=== Requirement ===
Word for word, restate each entry in the listing below.

=== Exercise material ===
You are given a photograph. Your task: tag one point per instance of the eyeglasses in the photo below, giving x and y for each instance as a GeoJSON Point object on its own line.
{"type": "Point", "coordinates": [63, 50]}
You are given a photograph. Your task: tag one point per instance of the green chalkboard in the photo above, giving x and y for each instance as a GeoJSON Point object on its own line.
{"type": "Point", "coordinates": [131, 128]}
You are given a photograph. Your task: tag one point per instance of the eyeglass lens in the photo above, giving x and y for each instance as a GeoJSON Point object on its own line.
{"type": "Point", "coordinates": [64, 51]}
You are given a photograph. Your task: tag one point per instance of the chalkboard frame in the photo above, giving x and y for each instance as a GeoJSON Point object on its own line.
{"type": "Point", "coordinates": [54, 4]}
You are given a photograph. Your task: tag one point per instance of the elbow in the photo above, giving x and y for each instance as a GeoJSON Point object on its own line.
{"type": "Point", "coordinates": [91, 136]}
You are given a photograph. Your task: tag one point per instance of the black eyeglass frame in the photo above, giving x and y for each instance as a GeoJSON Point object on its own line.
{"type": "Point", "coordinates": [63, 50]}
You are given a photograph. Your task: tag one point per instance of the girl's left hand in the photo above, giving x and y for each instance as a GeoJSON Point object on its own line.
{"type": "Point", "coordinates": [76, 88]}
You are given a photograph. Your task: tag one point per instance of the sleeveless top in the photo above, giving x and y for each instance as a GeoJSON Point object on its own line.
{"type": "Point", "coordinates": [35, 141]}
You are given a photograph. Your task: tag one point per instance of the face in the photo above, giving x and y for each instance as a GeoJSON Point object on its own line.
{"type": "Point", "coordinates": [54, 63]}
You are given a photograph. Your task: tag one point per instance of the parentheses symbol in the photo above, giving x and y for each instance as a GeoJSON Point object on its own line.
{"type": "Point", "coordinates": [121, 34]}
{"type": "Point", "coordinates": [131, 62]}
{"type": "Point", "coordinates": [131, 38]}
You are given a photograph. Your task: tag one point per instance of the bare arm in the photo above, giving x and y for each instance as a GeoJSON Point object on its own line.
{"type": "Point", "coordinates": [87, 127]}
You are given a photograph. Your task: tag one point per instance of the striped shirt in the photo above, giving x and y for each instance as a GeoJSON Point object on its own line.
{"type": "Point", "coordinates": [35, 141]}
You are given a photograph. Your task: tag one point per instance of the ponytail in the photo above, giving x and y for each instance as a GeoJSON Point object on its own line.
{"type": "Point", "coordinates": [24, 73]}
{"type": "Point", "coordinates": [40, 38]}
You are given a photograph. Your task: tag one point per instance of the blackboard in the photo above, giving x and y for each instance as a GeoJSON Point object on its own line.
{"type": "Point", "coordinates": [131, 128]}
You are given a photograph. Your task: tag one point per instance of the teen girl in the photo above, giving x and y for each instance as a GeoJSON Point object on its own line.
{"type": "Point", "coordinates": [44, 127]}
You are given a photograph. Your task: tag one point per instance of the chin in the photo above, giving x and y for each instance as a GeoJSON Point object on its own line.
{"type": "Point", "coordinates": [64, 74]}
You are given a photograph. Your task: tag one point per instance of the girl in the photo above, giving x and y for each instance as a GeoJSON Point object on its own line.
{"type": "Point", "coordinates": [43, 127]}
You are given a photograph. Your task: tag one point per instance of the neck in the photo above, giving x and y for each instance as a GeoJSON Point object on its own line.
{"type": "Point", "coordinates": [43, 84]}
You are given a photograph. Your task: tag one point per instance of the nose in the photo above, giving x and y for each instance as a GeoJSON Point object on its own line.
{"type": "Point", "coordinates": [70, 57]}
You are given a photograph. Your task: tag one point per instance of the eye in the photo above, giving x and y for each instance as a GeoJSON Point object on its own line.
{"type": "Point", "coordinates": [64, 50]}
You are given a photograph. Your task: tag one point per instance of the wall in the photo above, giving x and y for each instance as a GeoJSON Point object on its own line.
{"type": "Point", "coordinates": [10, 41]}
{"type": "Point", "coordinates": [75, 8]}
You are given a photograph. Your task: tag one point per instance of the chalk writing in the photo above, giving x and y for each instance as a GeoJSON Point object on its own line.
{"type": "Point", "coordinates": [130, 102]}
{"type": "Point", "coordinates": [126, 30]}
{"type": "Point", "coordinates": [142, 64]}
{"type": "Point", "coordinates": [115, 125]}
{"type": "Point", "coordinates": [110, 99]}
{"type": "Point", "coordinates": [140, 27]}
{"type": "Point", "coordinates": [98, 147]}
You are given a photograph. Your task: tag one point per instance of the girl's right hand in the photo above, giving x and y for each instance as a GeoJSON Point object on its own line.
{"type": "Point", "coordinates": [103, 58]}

=== Task solution ===
You are given a photograph. Your task: tag one point per instance of the eyeglasses in the photo below, giving x and y for each instance as a GeoJSON Point object on its own line.
{"type": "Point", "coordinates": [63, 50]}
You are given a photograph. Your task: tag one point per instance of the green chalkboard in the photo above, giving x and y for each instance as a GeoJSON Point object on its own line.
{"type": "Point", "coordinates": [131, 128]}
You are given a photograph. Your task: tag one point per instance of the eyeglass lens in the photo above, giving x and y for each instance as a GeoJSON Point object on its own line.
{"type": "Point", "coordinates": [64, 51]}
You are given a photograph. Your task: tag one point per instance of the chalkboard frame in the photo above, giving x and y for each instance as a GeoJSON Point object on its own line.
{"type": "Point", "coordinates": [54, 4]}
You are given a photograph. Your task: tag one point per instance of the elbow in the photo above, giving x and y for each instance as a GeoJSON Point object on its own line.
{"type": "Point", "coordinates": [91, 136]}
You are given a photograph. Your task: tag one point per instance of the black eyeglass frame in the photo above, giving x and y for each instance as a GeoJSON Point object on its own line.
{"type": "Point", "coordinates": [63, 50]}
You are given a photograph. Your task: tag one point per instance of the girl's left hand in the photo above, giving x and y for each instance as a GeoJSON Point object on its own line.
{"type": "Point", "coordinates": [76, 88]}
You are given a photograph. Your task: tag one point per instance of the sleeveless top in the photo above, giving x and y for each instance as a GeoJSON Point object on its own line.
{"type": "Point", "coordinates": [35, 141]}
You are given a photograph. Your task: tag one point per instance of the face in the photo above, giving x and y for each instance as a GeoJSON Point object on its own line.
{"type": "Point", "coordinates": [54, 63]}
You are given a photograph. Your task: tag one point per instance of the parentheses symbol in the photo above, giving x and y for each instance as a GeoJSON Point object on its own line.
{"type": "Point", "coordinates": [121, 34]}
{"type": "Point", "coordinates": [131, 62]}
{"type": "Point", "coordinates": [131, 38]}
You are given a photograph. Your task: tag one point per instance of the bare arm in the photo above, giving x and y for each instance as a GeoJSON Point object on its own line.
{"type": "Point", "coordinates": [87, 127]}
You are given a photograph. Your task: tag one point per instance of the striped shirt in the photo above, giving x and y for each instance as a GeoJSON Point object on its own line.
{"type": "Point", "coordinates": [35, 141]}
You are given a photograph. Your task: tag one point per instance of the ponytail in the photo above, giving x and y for each instance as a GeoJSON Point object on its own line.
{"type": "Point", "coordinates": [24, 73]}
{"type": "Point", "coordinates": [40, 38]}
You are given a photograph. Your task: tag one point per instance of the blackboard in the photo above, giving x and y for each instance as a GeoJSON Point object on its own line.
{"type": "Point", "coordinates": [131, 128]}
You are given a photograph. Your task: tag one point per instance of the teen girl in the photo above, giving x and y for each instance as a GeoJSON Point object on its own line.
{"type": "Point", "coordinates": [44, 127]}
You are given a photograph. Your task: tag one point per instance of the chin in the photo above, giving x and y for each instance as a GeoJSON Point object on its own line.
{"type": "Point", "coordinates": [64, 74]}
You are given a photograph. Your task: tag one point per instance of the girl in the photo above, giving x and y for each instance as a GeoJSON Point object on its own line.
{"type": "Point", "coordinates": [43, 127]}
You are given a photograph. Your task: tag one point per instance of the neck in the photo above, giving x and y for each instance as a GeoJSON Point object on its own line.
{"type": "Point", "coordinates": [43, 84]}
You are given a photograph. Your task: tag one point per instance of the nose in the photo above, giving x and y for each instance as a GeoJSON Point object on its own line.
{"type": "Point", "coordinates": [70, 57]}
You are given a photograph. Your task: tag one point per instance of the eye in the photo above, giving x and y for each instance as a GeoJSON Point object on its own line.
{"type": "Point", "coordinates": [64, 50]}
You are given a photograph. Your task: tag one point per instance of the wall in the photo above, giving x and y for each instance as a GeoJSON Point object on its own line.
{"type": "Point", "coordinates": [10, 41]}
{"type": "Point", "coordinates": [75, 8]}
You are given a photograph. Your task: tag one point per instance of the chalk writing in the photo above, giving x and y for each instance as a GeoJSON Point object on its own line.
{"type": "Point", "coordinates": [130, 102]}
{"type": "Point", "coordinates": [126, 30]}
{"type": "Point", "coordinates": [142, 64]}
{"type": "Point", "coordinates": [115, 125]}
{"type": "Point", "coordinates": [110, 99]}
{"type": "Point", "coordinates": [140, 27]}
{"type": "Point", "coordinates": [98, 147]}
You are given a photograph. Your task: tag one point per instance of the girl's right hand in the photo above, giving x and y for each instance as a GeoJSON Point object on its own line.
{"type": "Point", "coordinates": [103, 58]}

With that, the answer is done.